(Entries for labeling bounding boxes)
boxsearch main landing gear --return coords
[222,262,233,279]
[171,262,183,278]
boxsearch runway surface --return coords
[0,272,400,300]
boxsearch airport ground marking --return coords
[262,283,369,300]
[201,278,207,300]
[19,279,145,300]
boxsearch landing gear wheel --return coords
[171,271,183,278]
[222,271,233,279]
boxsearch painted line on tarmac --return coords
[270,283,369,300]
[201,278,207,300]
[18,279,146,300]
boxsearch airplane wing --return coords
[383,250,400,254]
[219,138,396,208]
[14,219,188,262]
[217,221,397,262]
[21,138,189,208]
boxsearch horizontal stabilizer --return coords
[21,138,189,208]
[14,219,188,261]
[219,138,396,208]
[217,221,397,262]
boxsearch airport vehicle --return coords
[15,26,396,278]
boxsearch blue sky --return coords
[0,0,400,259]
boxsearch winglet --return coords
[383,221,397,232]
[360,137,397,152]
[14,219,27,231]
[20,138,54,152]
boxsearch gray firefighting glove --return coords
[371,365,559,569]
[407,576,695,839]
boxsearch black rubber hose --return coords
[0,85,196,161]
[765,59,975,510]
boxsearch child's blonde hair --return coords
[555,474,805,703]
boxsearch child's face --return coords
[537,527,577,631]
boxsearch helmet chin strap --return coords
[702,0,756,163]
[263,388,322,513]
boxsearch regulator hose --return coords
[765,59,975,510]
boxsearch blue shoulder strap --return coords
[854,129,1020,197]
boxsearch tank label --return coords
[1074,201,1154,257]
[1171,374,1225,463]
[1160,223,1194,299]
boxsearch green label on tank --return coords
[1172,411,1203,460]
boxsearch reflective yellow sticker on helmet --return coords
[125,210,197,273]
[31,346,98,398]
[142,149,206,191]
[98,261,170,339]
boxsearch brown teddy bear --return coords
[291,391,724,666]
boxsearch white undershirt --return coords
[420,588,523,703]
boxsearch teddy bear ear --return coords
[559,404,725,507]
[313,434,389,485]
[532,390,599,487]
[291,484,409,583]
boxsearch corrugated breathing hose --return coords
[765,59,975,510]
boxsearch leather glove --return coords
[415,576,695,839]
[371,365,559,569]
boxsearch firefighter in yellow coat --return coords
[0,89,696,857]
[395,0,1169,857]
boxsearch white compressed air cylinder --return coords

## WHAT YOU SHOULD DO
Copy every line of the material above without changing anything.

## WRITTEN ANSWER
boxsearch main landing gear --return coords
[222,262,233,279]
[171,262,183,278]
boxsearch runway surface --return coords
[0,272,400,300]
boxsearch airport ground marking --return coords
[262,283,369,300]
[201,278,207,300]
[19,279,145,300]
boxsearch landing gear wheel --return coords
[171,271,183,278]
[222,271,233,279]
boxsearch painted line on tarmac --return coords
[270,283,369,300]
[201,278,207,300]
[18,279,146,300]
boxsearch airplane wing --return coords
[383,250,400,254]
[219,138,396,208]
[14,219,188,262]
[217,221,397,262]
[21,138,189,208]
boxsearch horizontal stabilizer --return coords
[21,138,189,208]
[14,219,188,261]
[219,138,396,208]
[217,221,397,262]
boxsearch airport vehicle --return coords
[15,26,396,278]
boxsearch blue sky --return coords
[0,0,400,259]
boxsearch winglet --return coords
[383,221,397,232]
[360,137,397,152]
[14,219,27,231]
[20,138,54,152]
boxsearch gray firefighting glove --return coords
[371,365,559,569]
[407,576,695,839]
boxsearch black rubber hose --return coords
[0,85,196,161]
[765,59,975,510]
boxsearch child's blonde hair --return coords
[555,474,805,703]
boxsearch child's face --return coords
[537,527,577,631]
boxsearch helmet chin strap --return coords
[702,0,756,163]
[263,388,322,513]
boxsearch regulator hose --return coords
[765,59,975,510]
boxsearch blue shoulder strap --return coords
[854,129,1020,197]
boxsearch tank label --return coords
[1074,201,1154,257]
[1171,374,1225,463]
[1160,223,1194,299]
boxsearch green label on tank --return coords
[1172,411,1203,460]
boxsearch reflective yellow sticker on helmet --return coords
[125,210,197,273]
[31,346,98,398]
[142,149,206,191]
[98,261,170,339]
boxsearch brown teddy bear --return coords
[291,391,724,666]
boxsearch white undershirt --return coords
[420,588,523,703]
boxsearch teddy bear ear --return coords
[559,404,725,507]
[313,434,389,485]
[532,390,599,487]
[291,484,409,583]
boxsearch corrugated breathing hose --return coords
[765,59,975,510]
boxsearch leather glove --return coords
[415,576,695,839]
[371,365,559,569]
boxsearch firefighter in yellow coat --return coords
[0,89,696,857]
[395,0,1169,857]
boxsearch white compressed air cylinder --return coords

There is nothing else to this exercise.